--- START Entries provided ---

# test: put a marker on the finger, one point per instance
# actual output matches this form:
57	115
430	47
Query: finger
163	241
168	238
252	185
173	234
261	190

--- END Entries provided ---

§ **Stated task**:
Could you return every one of the items above unchanged, line for line?

§ **Answer to this problem**:
# test: put a marker on the finger, one point per instance
# actual output matches this form:
57	115
430	47
Query: finger
163	241
168	238
252	185
173	234
261	190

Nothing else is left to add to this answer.